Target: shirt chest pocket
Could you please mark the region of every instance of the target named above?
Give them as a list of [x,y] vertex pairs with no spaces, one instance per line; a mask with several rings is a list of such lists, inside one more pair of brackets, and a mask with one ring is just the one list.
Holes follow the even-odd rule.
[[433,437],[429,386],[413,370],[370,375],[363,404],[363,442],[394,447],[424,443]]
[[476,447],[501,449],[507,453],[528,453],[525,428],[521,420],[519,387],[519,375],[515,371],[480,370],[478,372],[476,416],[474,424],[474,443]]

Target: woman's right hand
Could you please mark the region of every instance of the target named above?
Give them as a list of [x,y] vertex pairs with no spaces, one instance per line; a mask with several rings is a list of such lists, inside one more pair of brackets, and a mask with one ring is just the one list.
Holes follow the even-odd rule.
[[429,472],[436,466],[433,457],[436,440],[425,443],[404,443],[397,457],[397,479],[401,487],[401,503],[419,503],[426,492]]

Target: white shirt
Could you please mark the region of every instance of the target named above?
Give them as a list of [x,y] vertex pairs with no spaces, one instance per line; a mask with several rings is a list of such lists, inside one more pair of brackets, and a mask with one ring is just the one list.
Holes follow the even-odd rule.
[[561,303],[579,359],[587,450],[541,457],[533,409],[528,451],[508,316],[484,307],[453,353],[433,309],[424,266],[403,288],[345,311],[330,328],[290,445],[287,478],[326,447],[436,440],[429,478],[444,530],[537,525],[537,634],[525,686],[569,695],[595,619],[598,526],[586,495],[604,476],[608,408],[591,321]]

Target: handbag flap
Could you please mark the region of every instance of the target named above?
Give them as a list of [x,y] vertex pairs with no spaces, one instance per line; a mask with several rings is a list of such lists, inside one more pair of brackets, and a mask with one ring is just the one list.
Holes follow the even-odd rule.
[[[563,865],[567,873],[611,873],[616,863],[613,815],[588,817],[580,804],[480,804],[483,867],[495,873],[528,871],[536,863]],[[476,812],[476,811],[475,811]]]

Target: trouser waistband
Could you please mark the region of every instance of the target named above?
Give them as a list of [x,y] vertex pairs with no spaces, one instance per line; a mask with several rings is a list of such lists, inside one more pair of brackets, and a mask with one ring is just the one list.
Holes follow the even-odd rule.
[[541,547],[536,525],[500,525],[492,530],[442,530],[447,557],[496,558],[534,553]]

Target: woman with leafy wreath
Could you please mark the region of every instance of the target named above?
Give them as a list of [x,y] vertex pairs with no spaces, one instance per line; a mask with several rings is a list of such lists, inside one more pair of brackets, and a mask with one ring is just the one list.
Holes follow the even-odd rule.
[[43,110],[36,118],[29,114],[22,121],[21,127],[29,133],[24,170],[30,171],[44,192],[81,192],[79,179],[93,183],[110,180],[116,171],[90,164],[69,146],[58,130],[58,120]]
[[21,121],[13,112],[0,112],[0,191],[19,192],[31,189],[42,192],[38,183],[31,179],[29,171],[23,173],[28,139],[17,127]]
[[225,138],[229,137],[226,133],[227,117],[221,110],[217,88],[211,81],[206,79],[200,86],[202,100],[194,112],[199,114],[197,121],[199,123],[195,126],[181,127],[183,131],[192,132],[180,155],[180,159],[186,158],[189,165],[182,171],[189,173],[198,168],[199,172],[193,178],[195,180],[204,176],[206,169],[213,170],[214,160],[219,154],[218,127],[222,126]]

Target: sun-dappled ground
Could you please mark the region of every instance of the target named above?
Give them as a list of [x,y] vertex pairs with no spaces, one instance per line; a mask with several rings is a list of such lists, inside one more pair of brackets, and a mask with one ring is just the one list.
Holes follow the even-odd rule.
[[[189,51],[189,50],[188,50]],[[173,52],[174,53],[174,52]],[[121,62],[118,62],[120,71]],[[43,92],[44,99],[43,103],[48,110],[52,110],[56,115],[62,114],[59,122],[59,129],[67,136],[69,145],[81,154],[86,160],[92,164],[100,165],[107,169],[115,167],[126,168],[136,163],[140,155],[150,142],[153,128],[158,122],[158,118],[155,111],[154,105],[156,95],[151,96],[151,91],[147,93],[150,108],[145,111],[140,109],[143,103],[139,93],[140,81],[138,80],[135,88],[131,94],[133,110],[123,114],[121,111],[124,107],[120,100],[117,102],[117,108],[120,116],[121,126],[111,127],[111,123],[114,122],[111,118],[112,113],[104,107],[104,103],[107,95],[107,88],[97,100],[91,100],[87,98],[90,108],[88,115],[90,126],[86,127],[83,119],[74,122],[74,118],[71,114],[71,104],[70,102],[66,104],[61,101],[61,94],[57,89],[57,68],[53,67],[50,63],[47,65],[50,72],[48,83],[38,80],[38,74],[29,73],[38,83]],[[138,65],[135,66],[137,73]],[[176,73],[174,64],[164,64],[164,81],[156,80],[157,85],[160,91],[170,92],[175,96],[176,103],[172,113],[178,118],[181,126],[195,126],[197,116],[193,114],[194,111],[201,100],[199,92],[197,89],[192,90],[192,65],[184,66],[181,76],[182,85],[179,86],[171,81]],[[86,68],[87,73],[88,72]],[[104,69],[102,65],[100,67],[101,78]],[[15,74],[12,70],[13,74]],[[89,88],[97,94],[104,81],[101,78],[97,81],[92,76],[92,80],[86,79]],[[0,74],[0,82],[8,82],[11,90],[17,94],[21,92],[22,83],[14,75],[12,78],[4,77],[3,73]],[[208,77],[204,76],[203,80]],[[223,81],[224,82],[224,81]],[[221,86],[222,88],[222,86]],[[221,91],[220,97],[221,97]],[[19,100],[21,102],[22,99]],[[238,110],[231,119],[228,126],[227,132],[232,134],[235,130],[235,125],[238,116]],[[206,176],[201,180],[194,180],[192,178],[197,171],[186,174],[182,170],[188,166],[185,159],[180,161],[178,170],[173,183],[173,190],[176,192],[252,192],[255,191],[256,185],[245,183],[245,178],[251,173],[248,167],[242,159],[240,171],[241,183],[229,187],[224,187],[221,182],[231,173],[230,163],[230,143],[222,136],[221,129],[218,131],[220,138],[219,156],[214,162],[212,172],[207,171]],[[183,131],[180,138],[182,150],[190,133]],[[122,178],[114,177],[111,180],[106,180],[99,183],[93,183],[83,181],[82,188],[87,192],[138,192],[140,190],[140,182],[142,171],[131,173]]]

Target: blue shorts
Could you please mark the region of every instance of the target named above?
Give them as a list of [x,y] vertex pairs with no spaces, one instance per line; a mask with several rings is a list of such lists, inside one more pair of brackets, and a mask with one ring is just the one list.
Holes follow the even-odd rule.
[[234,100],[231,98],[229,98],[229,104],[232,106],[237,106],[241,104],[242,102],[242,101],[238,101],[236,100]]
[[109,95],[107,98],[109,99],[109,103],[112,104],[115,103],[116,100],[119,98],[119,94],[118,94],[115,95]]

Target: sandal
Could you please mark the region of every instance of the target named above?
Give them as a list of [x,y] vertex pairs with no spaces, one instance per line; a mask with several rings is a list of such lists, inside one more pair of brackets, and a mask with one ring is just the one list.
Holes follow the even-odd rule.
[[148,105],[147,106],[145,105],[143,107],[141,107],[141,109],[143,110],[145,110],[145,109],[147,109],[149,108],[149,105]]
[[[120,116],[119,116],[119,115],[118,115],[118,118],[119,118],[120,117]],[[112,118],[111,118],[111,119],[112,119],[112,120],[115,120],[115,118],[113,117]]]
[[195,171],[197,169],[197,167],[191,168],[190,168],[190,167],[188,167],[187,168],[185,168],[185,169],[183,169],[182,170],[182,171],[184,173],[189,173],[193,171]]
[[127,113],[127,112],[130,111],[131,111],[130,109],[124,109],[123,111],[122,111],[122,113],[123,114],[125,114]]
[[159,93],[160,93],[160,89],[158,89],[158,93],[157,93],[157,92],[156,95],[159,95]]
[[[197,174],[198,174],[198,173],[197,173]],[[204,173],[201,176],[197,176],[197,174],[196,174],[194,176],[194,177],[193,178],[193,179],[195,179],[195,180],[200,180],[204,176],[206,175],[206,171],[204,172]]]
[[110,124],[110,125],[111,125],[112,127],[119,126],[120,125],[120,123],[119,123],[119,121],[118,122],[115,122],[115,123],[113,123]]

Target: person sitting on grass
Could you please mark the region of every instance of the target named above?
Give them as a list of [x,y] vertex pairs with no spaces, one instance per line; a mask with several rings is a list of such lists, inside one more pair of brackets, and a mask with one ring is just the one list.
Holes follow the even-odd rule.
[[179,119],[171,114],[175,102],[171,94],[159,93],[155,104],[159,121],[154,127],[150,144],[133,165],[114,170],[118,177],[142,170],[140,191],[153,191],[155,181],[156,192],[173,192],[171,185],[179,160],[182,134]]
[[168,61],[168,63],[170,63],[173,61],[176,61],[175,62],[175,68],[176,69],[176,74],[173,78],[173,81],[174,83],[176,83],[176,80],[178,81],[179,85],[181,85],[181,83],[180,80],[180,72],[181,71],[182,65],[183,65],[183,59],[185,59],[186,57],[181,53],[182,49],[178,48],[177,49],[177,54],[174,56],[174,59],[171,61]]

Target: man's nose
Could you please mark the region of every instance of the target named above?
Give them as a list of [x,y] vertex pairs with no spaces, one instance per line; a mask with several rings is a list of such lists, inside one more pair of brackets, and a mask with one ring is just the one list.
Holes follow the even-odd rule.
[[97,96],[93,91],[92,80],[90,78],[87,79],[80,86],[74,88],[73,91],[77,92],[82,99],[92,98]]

• **BRIEF**: Exactly reproduce the lines that run from the line with "Target: person sitting on grass" through the last line of the records, inclusive.

• **RESPONSE**:
Target: person sitting on grass
Could you please mark the region of every instance of the target named above?
Give them as a list of [x,y] vertex pairs with no spaces, one instance per line; a mask with several rings is a list of such lists, inside one more pair of brackets, and a mask with one ring is just the one list.
Holes follow the even-odd rule.
[[179,119],[171,114],[175,102],[171,94],[159,93],[155,104],[159,121],[154,127],[150,144],[133,165],[114,170],[118,177],[142,170],[140,191],[153,191],[155,181],[156,192],[173,192],[171,185],[179,160],[182,134]]
[[168,61],[168,63],[170,63],[173,61],[176,61],[175,62],[175,68],[176,69],[176,74],[173,78],[173,81],[174,83],[176,83],[176,80],[178,81],[179,85],[181,85],[181,83],[180,80],[180,72],[181,71],[182,65],[183,65],[183,59],[185,59],[186,57],[181,53],[182,49],[178,48],[177,49],[177,54],[174,56],[174,59],[171,61]]

Target: man's nose
Could you please mark the region of every instance of the target named above?
Give them as a list of [x,y] vertex pairs with no spaces, one instance per line; a mask with several rings is a list of such lists, inside one more pair of brackets, and a mask with one ring is just the one list.
Holes follow the even-odd rule.
[[97,96],[93,91],[92,80],[90,78],[87,79],[80,86],[74,88],[73,91],[77,92],[82,99],[92,98]]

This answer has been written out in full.